### Directions for this task
Using the records below, return exactly the lines from the one containing "In the photo above, where can the blurred" through the last, and omit pictures.
*** Begin section ***
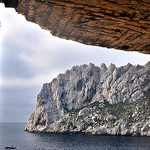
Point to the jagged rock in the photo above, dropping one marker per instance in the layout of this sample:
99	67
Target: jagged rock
95	100
119	24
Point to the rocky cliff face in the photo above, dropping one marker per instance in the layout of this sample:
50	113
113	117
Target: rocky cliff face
96	100
119	24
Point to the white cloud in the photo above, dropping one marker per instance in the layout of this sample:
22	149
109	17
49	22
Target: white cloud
30	56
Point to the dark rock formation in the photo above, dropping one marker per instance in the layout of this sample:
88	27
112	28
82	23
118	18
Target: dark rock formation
96	100
119	24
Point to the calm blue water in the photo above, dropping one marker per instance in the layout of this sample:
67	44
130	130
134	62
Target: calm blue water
14	134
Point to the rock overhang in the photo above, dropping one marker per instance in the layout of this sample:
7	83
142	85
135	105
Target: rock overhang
118	24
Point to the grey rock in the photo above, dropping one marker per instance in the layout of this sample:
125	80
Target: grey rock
73	102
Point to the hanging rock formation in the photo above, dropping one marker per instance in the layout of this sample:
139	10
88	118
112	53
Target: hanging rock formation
95	100
119	24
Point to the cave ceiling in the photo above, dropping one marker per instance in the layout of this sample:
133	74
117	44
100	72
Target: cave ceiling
118	24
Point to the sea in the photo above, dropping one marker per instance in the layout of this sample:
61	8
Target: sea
14	134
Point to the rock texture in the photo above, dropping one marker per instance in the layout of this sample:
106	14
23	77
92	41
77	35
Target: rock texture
95	100
119	24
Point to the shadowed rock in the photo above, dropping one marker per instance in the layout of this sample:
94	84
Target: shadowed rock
96	100
115	24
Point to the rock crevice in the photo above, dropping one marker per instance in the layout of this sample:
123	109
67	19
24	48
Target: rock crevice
115	24
96	100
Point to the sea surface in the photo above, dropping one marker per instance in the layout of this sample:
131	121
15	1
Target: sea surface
14	134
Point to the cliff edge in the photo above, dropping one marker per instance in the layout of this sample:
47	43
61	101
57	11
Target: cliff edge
95	100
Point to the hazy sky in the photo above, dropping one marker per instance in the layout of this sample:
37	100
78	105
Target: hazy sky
30	56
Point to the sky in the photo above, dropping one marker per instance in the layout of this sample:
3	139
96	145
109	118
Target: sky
31	56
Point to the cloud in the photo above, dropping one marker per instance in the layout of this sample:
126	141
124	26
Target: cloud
30	56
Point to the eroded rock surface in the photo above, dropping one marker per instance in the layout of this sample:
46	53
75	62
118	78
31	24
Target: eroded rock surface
119	24
96	100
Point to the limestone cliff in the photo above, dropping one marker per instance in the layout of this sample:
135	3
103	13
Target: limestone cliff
119	24
96	100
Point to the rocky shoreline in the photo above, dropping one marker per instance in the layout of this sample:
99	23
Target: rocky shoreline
95	100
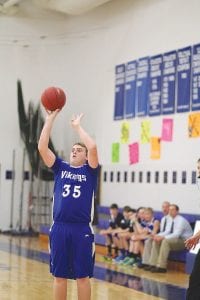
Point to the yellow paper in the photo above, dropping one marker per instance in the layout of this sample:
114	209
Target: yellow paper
125	132
145	132
155	148
194	125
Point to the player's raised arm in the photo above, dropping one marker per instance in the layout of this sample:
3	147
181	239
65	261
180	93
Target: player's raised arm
87	140
43	144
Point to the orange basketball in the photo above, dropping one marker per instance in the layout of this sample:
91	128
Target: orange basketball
53	98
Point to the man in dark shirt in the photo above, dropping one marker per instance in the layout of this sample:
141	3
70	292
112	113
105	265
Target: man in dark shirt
114	223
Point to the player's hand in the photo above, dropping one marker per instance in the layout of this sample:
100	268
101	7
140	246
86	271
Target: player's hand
76	121
52	114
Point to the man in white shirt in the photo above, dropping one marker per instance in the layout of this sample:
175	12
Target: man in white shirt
179	230
193	291
163	231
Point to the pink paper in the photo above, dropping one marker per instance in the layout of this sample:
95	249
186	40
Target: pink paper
167	130
133	153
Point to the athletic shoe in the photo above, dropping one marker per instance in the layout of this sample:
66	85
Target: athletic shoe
107	258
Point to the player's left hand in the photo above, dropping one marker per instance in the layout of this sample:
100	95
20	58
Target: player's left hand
76	120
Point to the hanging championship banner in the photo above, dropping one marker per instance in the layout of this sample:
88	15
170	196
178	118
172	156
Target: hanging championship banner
125	132
169	82
196	78
183	79
155	80
119	92
130	89
142	86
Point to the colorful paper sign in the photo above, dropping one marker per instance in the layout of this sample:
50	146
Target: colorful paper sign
155	148
145	131
194	125
133	153
125	132
115	152
167	130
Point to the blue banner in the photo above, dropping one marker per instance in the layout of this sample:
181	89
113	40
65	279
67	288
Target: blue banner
184	79
196	78
155	88
119	92
130	89
142	87
169	82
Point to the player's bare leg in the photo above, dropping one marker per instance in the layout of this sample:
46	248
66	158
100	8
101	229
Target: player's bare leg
59	288
84	288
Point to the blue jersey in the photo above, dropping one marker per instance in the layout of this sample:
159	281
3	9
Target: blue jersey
74	189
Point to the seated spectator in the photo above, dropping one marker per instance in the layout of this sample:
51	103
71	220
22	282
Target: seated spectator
166	219
114	222
179	230
122	235
142	231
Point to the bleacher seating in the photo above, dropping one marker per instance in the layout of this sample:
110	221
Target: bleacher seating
103	223
103	212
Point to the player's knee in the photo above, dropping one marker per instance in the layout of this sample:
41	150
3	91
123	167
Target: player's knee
59	280
82	281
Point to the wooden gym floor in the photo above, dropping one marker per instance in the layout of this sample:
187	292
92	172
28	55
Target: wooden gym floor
24	275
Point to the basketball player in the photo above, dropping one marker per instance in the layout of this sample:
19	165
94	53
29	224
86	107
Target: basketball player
193	291
71	236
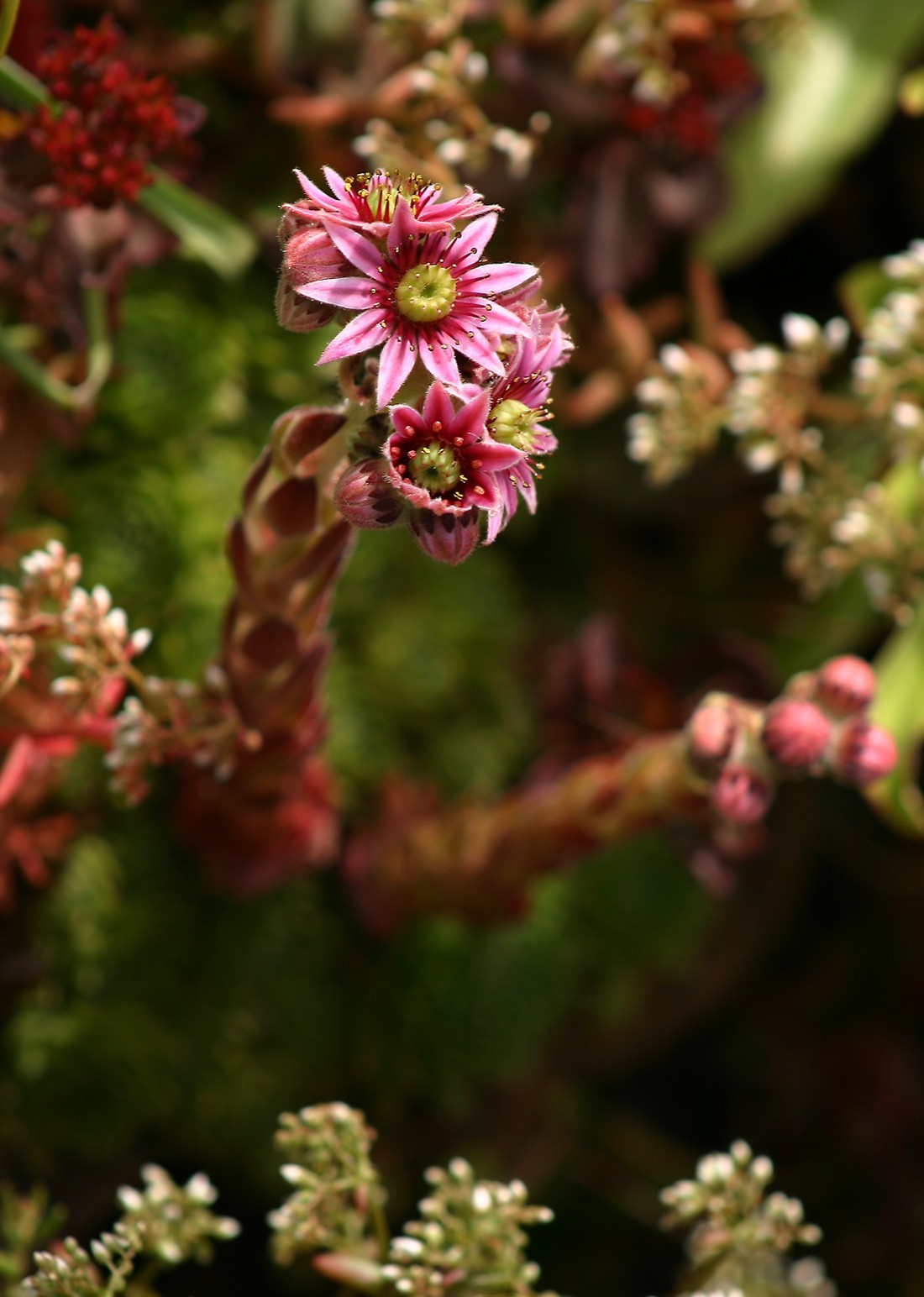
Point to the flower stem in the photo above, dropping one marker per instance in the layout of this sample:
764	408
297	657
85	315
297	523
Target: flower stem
99	360
17	86
8	13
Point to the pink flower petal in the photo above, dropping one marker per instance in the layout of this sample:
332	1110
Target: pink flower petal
313	191
493	457
499	276
471	419
356	249
487	497
402	228
405	417
526	484
442	364
501	321
362	333
352	292
395	365
465	252
438	407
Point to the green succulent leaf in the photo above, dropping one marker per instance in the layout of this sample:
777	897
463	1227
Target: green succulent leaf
829	88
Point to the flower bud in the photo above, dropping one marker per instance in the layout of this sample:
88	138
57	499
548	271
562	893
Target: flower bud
445	537
795	733
299	314
845	685
309	255
741	796
353	1271
312	255
365	496
710	733
864	753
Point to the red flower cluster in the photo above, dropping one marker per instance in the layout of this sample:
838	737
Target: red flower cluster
690	122
111	122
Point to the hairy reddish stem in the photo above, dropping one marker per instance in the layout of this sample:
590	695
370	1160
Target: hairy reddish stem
476	860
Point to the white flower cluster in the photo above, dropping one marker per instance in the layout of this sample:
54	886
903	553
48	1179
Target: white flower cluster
680	412
165	1221
635	43
767	401
469	1228
328	1151
50	606
731	1211
171	1221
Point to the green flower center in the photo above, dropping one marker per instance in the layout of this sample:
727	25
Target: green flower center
512	422
433	467
426	293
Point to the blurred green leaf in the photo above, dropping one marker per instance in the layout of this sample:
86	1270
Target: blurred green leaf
829	88
911	92
18	87
900	707
205	231
862	290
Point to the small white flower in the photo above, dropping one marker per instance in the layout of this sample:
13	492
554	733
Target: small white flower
802	333
481	1199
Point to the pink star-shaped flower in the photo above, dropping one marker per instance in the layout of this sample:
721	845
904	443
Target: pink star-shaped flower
422	295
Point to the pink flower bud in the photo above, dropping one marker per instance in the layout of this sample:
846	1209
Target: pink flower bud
445	537
366	498
795	733
345	1268
710	733
845	685
741	796
864	753
297	314
311	255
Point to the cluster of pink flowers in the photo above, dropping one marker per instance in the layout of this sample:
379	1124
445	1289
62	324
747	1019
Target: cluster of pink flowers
407	267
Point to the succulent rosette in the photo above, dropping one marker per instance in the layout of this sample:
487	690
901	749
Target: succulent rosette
367	202
405	267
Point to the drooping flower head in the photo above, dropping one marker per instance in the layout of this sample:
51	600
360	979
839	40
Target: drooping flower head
442	459
367	202
112	118
421	295
521	407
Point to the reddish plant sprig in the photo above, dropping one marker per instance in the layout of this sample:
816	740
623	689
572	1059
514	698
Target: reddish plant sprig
109	119
274	813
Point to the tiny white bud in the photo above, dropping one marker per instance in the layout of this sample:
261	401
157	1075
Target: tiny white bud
481	1199
407	1249
202	1189
801	331
140	639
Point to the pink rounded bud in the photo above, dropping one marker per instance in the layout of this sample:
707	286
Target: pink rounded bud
710	733
445	537
312	255
795	733
864	753
845	685
741	796
309	255
299	314
366	498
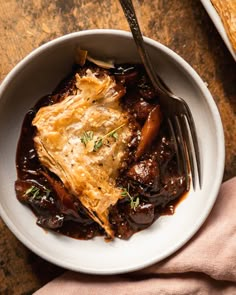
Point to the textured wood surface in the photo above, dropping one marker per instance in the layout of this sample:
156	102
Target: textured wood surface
183	25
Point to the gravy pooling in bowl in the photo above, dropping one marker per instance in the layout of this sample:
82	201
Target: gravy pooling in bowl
108	170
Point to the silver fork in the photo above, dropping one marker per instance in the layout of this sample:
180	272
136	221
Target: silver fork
176	110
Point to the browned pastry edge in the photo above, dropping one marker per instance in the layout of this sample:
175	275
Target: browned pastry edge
227	12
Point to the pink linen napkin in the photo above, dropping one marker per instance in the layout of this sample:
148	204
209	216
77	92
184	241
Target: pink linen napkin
205	265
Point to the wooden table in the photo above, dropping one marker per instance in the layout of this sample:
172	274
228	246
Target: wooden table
183	25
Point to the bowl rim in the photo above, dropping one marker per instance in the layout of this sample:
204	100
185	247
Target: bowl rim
216	119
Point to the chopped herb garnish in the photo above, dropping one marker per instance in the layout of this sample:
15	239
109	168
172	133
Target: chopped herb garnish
134	201
97	144
99	141
86	137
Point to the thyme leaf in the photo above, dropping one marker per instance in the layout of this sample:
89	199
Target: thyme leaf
34	193
134	201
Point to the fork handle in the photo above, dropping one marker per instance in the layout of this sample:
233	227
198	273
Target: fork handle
129	12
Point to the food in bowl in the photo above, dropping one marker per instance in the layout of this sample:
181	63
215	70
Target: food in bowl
95	156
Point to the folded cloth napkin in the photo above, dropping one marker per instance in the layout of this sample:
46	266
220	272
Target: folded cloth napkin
205	265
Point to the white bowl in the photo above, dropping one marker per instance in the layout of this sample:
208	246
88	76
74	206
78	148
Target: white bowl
37	75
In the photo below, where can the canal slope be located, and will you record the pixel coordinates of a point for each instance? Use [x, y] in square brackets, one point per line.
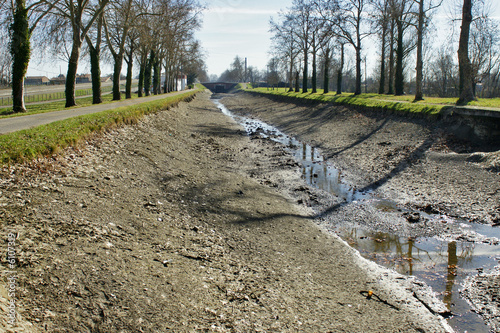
[423, 169]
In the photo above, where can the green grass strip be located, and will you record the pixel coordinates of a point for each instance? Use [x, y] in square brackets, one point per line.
[48, 139]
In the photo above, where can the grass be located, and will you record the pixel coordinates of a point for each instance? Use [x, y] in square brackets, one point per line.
[48, 139]
[55, 106]
[44, 97]
[430, 105]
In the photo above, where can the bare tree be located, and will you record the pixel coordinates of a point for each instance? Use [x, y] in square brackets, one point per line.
[402, 11]
[466, 74]
[79, 16]
[381, 20]
[303, 26]
[423, 16]
[119, 19]
[285, 43]
[95, 55]
[484, 48]
[22, 20]
[443, 73]
[346, 21]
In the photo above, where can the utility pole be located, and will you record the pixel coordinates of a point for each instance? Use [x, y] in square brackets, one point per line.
[366, 79]
[246, 78]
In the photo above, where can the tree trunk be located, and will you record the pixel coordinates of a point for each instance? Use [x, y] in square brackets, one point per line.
[117, 71]
[326, 81]
[314, 77]
[156, 77]
[465, 68]
[419, 68]
[147, 74]
[340, 71]
[399, 79]
[72, 68]
[358, 71]
[128, 84]
[20, 51]
[390, 90]
[297, 79]
[304, 78]
[95, 72]
[381, 87]
[141, 74]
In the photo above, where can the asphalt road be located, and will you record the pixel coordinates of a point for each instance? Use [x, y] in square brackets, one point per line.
[8, 125]
[47, 89]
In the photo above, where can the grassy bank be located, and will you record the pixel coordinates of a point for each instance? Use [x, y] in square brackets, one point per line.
[431, 106]
[50, 106]
[48, 139]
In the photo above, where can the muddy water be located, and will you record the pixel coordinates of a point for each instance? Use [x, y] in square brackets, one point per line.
[441, 263]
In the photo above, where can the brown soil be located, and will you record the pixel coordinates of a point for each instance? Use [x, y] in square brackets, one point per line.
[174, 225]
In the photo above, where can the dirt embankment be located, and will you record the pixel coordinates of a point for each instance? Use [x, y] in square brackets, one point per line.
[172, 225]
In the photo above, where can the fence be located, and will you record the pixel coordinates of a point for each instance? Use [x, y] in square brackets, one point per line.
[7, 101]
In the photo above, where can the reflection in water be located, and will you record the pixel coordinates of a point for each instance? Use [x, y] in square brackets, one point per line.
[452, 273]
[432, 260]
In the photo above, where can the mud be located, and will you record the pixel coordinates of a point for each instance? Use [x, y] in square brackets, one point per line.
[182, 223]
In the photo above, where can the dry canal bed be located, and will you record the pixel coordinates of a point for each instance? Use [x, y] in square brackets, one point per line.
[441, 250]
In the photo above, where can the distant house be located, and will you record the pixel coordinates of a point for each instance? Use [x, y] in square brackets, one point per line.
[83, 78]
[36, 80]
[181, 82]
[61, 79]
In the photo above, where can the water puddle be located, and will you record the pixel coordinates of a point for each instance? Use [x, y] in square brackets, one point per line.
[441, 263]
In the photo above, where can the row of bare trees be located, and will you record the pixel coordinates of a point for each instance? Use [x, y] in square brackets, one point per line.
[157, 34]
[326, 29]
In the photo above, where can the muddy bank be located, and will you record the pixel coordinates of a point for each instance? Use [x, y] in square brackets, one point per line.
[175, 224]
[413, 162]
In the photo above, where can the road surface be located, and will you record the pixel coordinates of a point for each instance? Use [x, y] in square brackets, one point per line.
[8, 125]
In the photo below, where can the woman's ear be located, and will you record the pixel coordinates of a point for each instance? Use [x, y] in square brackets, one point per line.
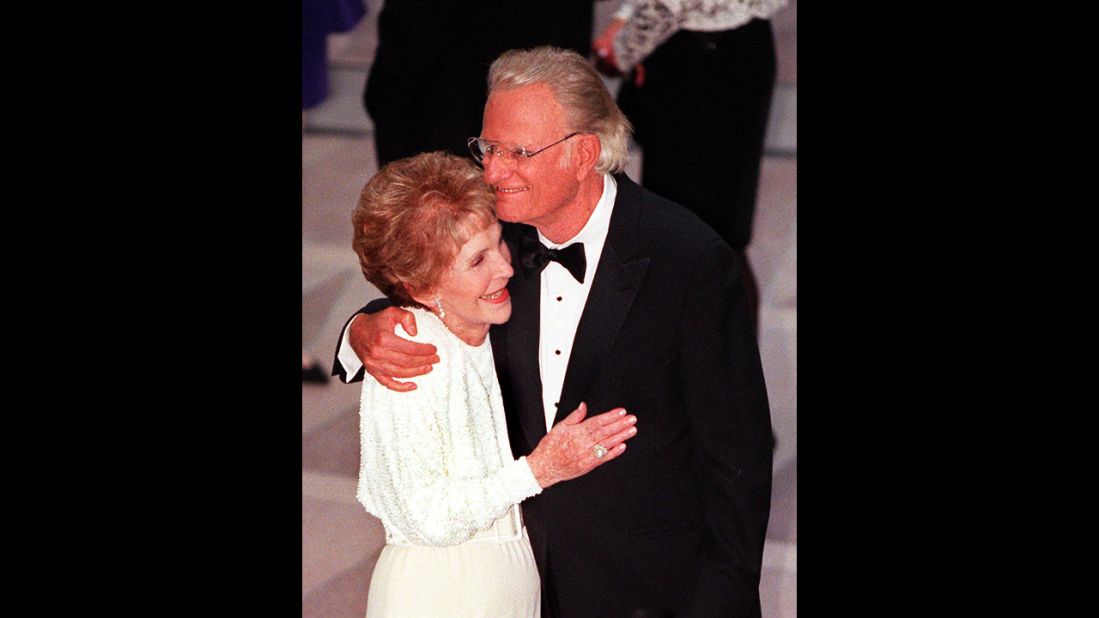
[428, 299]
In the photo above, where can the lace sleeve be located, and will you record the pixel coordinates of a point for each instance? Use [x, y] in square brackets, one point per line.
[648, 23]
[651, 23]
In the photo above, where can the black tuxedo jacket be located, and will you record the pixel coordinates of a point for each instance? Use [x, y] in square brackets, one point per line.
[675, 526]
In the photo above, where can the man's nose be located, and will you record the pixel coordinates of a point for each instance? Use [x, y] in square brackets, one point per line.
[496, 168]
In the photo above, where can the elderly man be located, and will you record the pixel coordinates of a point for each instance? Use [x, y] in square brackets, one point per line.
[620, 298]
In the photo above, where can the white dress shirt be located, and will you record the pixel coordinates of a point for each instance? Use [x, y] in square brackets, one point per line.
[563, 299]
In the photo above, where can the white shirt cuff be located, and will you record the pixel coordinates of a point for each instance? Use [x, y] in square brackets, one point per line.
[346, 355]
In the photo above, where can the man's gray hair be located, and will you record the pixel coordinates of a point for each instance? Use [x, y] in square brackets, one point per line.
[578, 89]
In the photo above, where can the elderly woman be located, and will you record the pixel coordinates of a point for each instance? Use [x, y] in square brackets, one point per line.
[436, 466]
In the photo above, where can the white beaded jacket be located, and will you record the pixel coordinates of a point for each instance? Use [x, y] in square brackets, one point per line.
[652, 22]
[435, 463]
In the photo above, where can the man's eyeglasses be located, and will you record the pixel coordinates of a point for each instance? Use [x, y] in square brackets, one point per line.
[483, 149]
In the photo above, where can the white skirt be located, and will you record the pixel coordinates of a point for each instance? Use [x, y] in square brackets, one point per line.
[491, 575]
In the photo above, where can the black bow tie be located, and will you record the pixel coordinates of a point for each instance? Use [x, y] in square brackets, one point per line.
[534, 256]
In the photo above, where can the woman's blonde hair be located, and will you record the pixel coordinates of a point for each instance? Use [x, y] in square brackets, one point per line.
[413, 217]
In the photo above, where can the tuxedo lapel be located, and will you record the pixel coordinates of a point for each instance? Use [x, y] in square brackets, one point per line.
[521, 346]
[619, 276]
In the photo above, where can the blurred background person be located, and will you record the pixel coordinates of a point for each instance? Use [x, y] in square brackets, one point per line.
[319, 19]
[699, 77]
[428, 85]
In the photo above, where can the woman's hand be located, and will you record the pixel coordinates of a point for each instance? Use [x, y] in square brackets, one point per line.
[569, 450]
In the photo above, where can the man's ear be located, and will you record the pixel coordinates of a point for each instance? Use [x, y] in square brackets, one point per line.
[587, 152]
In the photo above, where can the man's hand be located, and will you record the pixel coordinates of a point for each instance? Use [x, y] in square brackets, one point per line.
[569, 449]
[384, 354]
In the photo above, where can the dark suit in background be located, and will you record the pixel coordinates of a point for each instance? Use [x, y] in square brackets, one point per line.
[426, 88]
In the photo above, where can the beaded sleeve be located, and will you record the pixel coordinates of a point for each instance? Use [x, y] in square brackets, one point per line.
[652, 22]
[432, 460]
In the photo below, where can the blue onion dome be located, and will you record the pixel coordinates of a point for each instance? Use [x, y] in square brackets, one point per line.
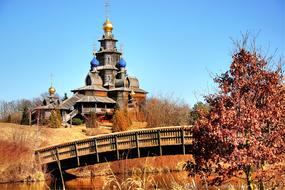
*** End section ***
### Solution to the problem
In the photo above, where can the blurred background person be located, and will you record the pixel coordinates of a point for each instance? Use [x, y] in square brackets, one point per line.
[319, 19]
[699, 77]
[428, 85]
In the photo above, where can the woman's hand be located, and will you record the pixel coordinates of a point for each instance? Use [x, y] in square brackets, one point per line.
[569, 450]
In the photo above, where can the man's ear be located, and will you record the pixel coordinates of a point for each instance? Use [x, y] in square brackets, one point per line.
[587, 152]
In the photo above, where can the man's hand be located, and will you record the pixel coordinates of a point for each instance? Use [x, y] in square brackets, one point per line.
[569, 449]
[384, 354]
In the photo above, where can the dark suit in background be located, and will you record the pixel coordinates of a point for each instance? Use [x, y] in square brackets, one point per line.
[426, 88]
In the photo above, where can the beaded sleeve be located, and will you record the pixel coordinates of a point for each instance? Use [x, y] in square brackets, one point per line.
[652, 22]
[432, 460]
In the photo below, where can the blue onion dome be located, and will you record the pixel coordinates of a point for each instance? Use [x, y] in square brackets, one point per line.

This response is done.